# Problem 1:
Rewrite the paragraph beginning "In order to do that" from the fireside chat with Euclid Network's CEO in one shorter sentence, keeping its main facts.
# Problem 2:
Pick up the fireside chat with Euclid Network's CEO after its final paragraph, which ends on supportive legislation, and continue it in the same voice.

::: Source text :::

"I see most often that social innovators are ordinary people brave enough to do extraordinary things." Fireside chat with Suzanne Wisse-Huiskes, CEO of Euclid Network
"During my years living in Nigeria, I have learned that even if entrepreneurs have great ideas, they need to have a supportive ecosystem to flourish. They cannot operate in a vacuum simply because they rely on other systems, like legislation, place of sales, and even research.
At Euclid Network, the European Network for social enterprises and impact-driven leaders, we work with the front runners in the social enterprise space in Europe. Yet, we still need to build up and strengthen an ecosystem that represents them and changes the environment where they operate.
In many ways, social enterprises are raising the bar for creating innovative solutions that have a positive impact.
They have the power to transform industries and inspire change in various ways. I see most often that social innovators are ordinary people brave enough to do extraordinary things. They are taking the energy to work hard for a long time, usually at least five years from the idea phase, before they can see the actual impact of their work.
To get through challenges, social entrepreneurs need to be persistent, resilient and creative, and I think what they teach us is that every business has the power to change the world if they want to.
In order to do that, they definitely need every support they can get along the way. That is where I see the relevance of our work through our community with members based in 21 European countries, including social enterprise support organisations like incubators, national networks, research centres, and universities.
Top 100 Women in social enterprise - initiative of the Euclid Network
A great project that highlights the power of collaboration is the ‘Top 100 Women in social enterprise’ initiative. We launched it in 2021 to celebrate female social entrepreneurs and put their journey and achievements in the spotlight while inspiring and connecting them.
We have two categories for application: Social Entrepreneur and Social Innovator.
We had little funding for this campaign but felt the need to emphasise the work of these fantastic women. We ended up with a project that all my team loved from start to finish and accomplished more through collaboration than we could have imagined.
For me, this was such an amazing experience discovering and sharing so many impact stories. It has also proved not to underestimate the power we all have to challenge and change the status quo we live in.
The call for nominations is open for 2022 as we aim to expand the reach of inspirational stories of female changemakers.
Social enterprises are setting an example for other mainstream enterprises that things can be done differently. They also provide new business models that were not there before, offering alternative products and services to consumers with a unique value proposition.
For instance, if we look at sustainable fashion, there is a lot of learning there that corporates could take on or further explore to set new standards for doing business. For a long time, we have believed that consumers can make their own choices, and once there is a more sustainable product or service, they will ultimately choose that.
But it is not that simple, given the overload of information and the fact that these goods are still more expensive than the non-sustainable products. Now we can see the role of corporations through their supply chains and also the importance of having supportive legislation.

::: Dataset entries :::

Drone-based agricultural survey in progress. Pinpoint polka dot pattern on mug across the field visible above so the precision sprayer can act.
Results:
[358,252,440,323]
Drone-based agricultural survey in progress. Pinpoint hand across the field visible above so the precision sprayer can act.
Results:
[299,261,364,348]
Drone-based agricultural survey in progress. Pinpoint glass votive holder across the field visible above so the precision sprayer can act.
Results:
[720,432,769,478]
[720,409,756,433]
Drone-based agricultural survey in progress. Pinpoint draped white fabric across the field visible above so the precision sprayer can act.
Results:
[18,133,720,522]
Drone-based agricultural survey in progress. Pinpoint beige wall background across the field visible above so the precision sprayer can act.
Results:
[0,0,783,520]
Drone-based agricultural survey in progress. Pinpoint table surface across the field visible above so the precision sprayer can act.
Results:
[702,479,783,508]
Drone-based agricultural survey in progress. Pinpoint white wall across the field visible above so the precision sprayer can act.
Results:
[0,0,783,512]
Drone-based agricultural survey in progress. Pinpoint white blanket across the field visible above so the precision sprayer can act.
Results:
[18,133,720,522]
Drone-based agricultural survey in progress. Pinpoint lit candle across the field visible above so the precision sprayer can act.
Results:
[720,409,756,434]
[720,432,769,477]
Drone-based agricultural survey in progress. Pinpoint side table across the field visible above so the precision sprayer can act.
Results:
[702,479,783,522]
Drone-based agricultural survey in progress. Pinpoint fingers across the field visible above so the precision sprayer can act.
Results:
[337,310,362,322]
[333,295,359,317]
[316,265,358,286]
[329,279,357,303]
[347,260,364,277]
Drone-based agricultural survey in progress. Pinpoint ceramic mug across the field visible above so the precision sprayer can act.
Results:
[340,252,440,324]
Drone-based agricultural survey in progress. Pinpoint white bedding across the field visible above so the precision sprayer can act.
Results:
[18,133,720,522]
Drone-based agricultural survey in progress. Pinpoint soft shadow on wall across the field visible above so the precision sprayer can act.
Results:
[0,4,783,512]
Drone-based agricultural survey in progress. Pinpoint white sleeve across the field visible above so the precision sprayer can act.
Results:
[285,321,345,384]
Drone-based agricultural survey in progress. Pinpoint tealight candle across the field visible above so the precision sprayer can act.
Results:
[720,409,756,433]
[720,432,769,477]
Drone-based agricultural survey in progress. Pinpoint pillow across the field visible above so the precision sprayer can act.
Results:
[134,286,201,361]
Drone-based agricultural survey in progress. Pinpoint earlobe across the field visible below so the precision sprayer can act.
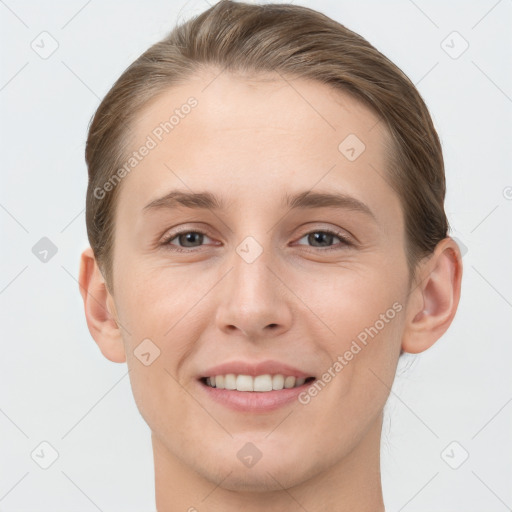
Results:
[78,247,126,363]
[402,237,462,354]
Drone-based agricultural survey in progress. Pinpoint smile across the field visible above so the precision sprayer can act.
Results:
[202,373,314,392]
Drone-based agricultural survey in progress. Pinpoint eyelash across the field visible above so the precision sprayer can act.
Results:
[161,229,354,253]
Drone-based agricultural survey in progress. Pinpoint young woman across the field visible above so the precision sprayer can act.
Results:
[80,0,462,512]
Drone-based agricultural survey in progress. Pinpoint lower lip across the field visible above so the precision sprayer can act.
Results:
[198,381,314,412]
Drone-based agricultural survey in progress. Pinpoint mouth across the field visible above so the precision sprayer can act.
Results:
[197,373,315,414]
[199,373,315,393]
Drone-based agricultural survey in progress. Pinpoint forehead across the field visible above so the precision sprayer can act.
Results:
[121,70,400,227]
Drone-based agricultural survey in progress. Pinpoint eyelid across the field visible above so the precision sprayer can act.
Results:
[159,225,357,253]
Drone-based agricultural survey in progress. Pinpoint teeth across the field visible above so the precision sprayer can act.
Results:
[206,373,312,392]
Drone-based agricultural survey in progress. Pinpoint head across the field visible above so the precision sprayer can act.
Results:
[80,1,462,496]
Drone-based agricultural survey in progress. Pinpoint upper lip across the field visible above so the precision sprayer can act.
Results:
[200,359,313,378]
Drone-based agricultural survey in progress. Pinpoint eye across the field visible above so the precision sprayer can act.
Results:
[162,231,214,252]
[162,229,353,252]
[292,229,353,250]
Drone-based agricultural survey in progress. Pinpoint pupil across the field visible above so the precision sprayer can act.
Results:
[310,231,334,248]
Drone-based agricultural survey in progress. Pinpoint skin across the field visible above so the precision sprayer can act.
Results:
[80,70,462,512]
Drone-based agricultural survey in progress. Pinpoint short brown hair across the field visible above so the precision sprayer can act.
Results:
[85,0,448,287]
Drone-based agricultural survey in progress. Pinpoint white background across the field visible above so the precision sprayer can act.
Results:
[0,0,512,512]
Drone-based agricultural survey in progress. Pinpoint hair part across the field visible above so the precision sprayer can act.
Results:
[85,0,449,291]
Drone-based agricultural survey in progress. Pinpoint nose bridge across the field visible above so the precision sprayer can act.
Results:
[217,236,291,337]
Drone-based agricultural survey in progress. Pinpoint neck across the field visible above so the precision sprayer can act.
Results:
[152,416,384,512]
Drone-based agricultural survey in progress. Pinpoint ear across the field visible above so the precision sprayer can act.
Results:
[78,247,126,363]
[402,237,462,354]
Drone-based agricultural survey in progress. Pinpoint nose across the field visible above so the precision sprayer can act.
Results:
[216,247,293,341]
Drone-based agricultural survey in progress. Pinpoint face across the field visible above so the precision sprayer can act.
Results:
[108,72,410,490]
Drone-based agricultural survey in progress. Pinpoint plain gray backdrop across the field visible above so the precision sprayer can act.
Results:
[0,0,512,512]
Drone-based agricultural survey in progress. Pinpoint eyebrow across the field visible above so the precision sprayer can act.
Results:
[144,190,376,220]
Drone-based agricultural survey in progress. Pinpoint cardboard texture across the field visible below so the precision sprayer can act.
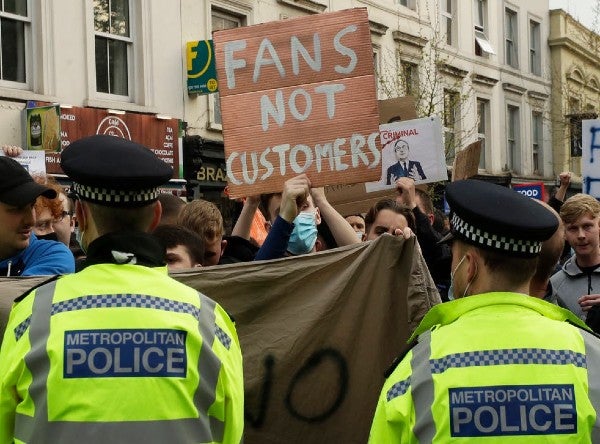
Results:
[452,140,481,182]
[0,234,440,444]
[325,96,417,216]
[213,8,380,198]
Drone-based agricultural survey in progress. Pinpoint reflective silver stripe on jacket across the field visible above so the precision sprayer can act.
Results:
[15,281,224,444]
[580,330,600,442]
[410,330,435,443]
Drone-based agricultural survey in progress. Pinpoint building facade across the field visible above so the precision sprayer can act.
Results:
[0,0,556,200]
[548,10,600,188]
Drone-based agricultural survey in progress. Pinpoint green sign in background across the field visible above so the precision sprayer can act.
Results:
[186,40,219,94]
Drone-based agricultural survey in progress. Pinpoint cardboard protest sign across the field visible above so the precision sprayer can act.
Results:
[366,116,448,191]
[28,106,183,179]
[581,119,600,199]
[213,8,381,198]
[0,235,440,444]
[379,96,417,123]
[0,150,46,176]
[452,140,481,182]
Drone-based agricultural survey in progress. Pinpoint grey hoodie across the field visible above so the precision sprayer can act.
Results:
[550,255,600,321]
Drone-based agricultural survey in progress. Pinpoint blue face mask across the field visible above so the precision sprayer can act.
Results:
[288,211,318,255]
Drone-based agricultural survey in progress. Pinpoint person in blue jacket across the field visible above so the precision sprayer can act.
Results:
[0,156,75,276]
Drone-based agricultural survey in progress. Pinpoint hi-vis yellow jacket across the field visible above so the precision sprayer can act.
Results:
[0,264,244,444]
[369,293,600,444]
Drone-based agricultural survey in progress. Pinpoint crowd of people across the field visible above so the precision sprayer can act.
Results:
[0,136,600,444]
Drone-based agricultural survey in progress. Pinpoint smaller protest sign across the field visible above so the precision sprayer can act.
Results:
[581,119,600,199]
[512,182,546,201]
[0,150,46,176]
[185,40,219,94]
[24,105,61,152]
[366,116,448,192]
[378,96,417,123]
[452,140,481,182]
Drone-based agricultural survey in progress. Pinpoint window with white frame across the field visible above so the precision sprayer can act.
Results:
[506,105,521,173]
[477,98,490,169]
[210,8,244,128]
[531,111,544,175]
[441,0,456,46]
[0,0,31,83]
[401,61,419,96]
[473,0,496,57]
[396,0,416,9]
[444,89,460,165]
[504,8,519,68]
[529,20,542,76]
[94,0,133,96]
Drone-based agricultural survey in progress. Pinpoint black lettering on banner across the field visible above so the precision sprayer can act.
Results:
[285,348,348,423]
[244,355,275,429]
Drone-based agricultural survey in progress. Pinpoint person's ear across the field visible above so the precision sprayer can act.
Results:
[465,249,481,282]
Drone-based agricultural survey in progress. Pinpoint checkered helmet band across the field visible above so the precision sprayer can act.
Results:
[73,182,159,207]
[452,213,542,256]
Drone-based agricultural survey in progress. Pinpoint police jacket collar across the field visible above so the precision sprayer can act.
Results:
[409,292,589,342]
[84,231,166,267]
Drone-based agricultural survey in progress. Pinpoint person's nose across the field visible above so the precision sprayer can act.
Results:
[23,206,35,227]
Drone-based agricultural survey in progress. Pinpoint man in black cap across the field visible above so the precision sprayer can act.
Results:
[0,156,75,276]
[0,136,244,444]
[370,180,600,443]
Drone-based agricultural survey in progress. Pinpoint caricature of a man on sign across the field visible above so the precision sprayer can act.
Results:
[213,8,381,197]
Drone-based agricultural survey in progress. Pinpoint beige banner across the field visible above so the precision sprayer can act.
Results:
[0,235,440,444]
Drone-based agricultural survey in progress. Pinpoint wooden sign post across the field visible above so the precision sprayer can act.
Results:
[213,8,381,198]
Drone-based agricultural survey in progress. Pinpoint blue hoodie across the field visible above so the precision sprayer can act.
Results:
[0,233,75,276]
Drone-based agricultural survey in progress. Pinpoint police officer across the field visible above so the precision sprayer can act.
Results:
[0,136,244,444]
[370,180,600,443]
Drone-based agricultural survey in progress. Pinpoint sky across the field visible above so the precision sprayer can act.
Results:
[549,0,600,29]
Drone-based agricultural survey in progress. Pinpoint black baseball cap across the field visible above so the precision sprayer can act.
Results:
[0,156,56,207]
[61,135,173,208]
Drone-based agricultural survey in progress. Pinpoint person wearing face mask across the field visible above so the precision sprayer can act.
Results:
[369,180,600,444]
[254,174,360,260]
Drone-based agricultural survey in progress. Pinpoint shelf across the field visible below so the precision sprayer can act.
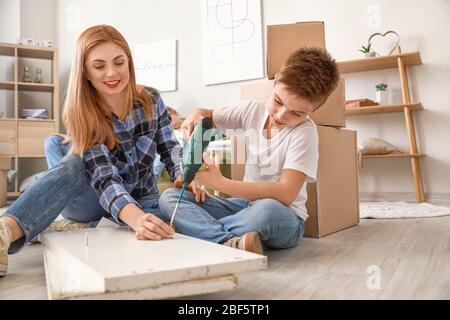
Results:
[17,45,55,59]
[17,154,45,158]
[345,102,423,116]
[0,43,15,57]
[0,81,15,90]
[362,153,425,160]
[338,51,422,74]
[17,82,55,92]
[0,43,56,59]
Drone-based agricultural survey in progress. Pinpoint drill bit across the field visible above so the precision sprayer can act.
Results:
[170,183,186,235]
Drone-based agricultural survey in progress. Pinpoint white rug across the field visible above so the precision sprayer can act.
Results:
[359,202,450,219]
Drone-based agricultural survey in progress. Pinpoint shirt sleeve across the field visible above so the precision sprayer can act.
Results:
[155,97,183,182]
[283,126,319,182]
[212,100,254,135]
[83,144,140,222]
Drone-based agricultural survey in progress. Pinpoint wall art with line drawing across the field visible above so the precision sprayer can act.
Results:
[202,0,264,85]
[133,40,177,92]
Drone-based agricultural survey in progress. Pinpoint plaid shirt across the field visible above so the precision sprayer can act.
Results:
[83,89,182,221]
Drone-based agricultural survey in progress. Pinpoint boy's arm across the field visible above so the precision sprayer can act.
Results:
[196,161,306,206]
[181,108,216,137]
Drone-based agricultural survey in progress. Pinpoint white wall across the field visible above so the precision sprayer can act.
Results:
[51,0,450,193]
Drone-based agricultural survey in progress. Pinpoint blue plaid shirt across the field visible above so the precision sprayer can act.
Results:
[83,90,182,221]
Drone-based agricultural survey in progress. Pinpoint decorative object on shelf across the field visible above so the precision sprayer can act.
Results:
[34,68,42,83]
[17,38,53,48]
[44,40,53,48]
[367,30,400,56]
[20,108,48,119]
[359,43,377,58]
[22,65,33,82]
[358,138,401,168]
[345,99,378,109]
[19,38,36,46]
[358,138,400,155]
[375,83,388,105]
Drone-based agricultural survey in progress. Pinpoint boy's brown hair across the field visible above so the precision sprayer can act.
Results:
[275,48,339,110]
[166,106,178,114]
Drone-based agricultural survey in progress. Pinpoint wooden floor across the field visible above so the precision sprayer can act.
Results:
[0,217,450,299]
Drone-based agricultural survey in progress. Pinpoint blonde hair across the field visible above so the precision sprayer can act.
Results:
[63,25,153,155]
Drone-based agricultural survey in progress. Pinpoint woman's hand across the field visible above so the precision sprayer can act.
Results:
[180,110,204,138]
[134,213,175,240]
[173,172,211,202]
[51,133,70,144]
[195,152,224,191]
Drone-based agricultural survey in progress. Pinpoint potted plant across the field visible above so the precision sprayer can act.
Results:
[375,83,388,105]
[359,43,376,58]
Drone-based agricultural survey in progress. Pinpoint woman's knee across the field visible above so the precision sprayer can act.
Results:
[159,188,180,215]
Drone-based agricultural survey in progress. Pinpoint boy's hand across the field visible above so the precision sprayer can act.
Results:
[180,110,203,138]
[135,213,175,240]
[195,152,223,189]
[173,173,211,202]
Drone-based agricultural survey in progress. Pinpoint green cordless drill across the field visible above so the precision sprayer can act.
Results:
[170,118,215,230]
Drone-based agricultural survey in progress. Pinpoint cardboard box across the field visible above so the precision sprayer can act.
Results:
[0,170,8,208]
[267,21,325,79]
[0,157,11,170]
[304,126,359,238]
[231,126,359,238]
[241,78,345,127]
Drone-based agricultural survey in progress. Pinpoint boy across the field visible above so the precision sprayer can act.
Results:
[153,106,185,182]
[159,48,339,254]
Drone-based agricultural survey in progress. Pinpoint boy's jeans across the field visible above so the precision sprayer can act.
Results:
[4,137,163,254]
[159,188,304,249]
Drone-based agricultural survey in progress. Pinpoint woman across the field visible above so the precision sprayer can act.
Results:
[0,25,206,276]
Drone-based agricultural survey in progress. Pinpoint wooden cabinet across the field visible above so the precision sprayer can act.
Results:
[0,120,16,156]
[0,43,60,197]
[17,120,55,157]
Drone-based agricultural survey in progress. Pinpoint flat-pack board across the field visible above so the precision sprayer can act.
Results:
[39,227,267,299]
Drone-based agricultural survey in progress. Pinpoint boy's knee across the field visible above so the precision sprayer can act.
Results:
[159,188,180,214]
[254,198,285,213]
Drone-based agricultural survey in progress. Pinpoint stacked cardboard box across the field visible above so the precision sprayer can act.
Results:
[0,157,11,208]
[236,22,359,238]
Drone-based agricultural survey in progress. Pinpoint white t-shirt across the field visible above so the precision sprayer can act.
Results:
[213,100,319,220]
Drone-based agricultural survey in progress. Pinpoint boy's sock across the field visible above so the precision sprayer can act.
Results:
[0,220,12,277]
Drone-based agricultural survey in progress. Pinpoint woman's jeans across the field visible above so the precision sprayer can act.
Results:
[4,136,163,254]
[159,188,305,249]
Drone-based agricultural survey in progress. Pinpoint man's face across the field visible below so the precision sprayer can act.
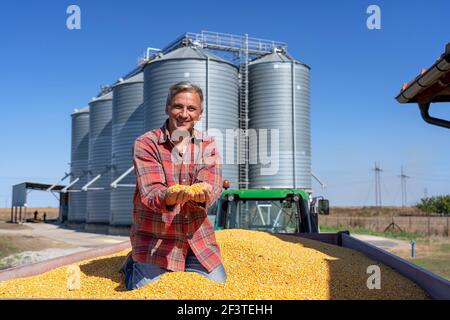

:::

# Exercise response 1:
Social entrepreneurs need all the support they can get, and that is where our work matters: our community has members in 21 European countries, including support organizations such as incubators, national networks, research centers, and universities.

# Exercise response 2:
However, the lack of awareness is precisely one of the main barriers to changing business as usual, and that is one of our key focus areas. There are still many misleading assumptions around social entrepreneurship, and our job includes eliminating these assumptions and making sure that we have clear communication towards different stakeholders.
When we talk about social enterprise, we actually speak about many different shapes and sizes and even legal forms depending on the countries we are looking at. So what we rather talk about is their work, activities, and impacts.
One example of why representation is so critical became visible when governments worked on action plans for COVID recovery. Social enterprises were left out of these plans for simple reasons. Underrepresentation and the absence of clear legal structures to identifying social enterprises are not helping when it comes to high-level decision-making.
This is where we need to work hard for better recognition and creating a powerful unified voice that cannot be ignored. A few important and imminent opportunities would include better support from governments; more visibility for the sector; a better understanding of the ‘impact first’ social enterprise business model versus the traditional business model where financial returns come before social and environmental impact; a more supportive legal and policy environment; more aligned funding instruments.
That is what we want to do at Euclid Network, and that is what we are fighting to create more opportunities and allocate more available funding for this sector.
I think we need to step over our own shadows as we operate in a tiny bubble and reach out to stakeholders who could help us. Putting aside differences is part of the process, and honestly, we simply do not have the time to bicker amongst ourselves.
We have a bigger fish to fry, which is unlocking the economic potential of social enterprises.
I trust that our work can activate stakeholders to work for common goals and not just talk about leading the change or creating change but actually doing it. When I see my team at work putting their hearts into our mission and collaborating with our partners, it makes me believe that we can turn things around as long as we stick together."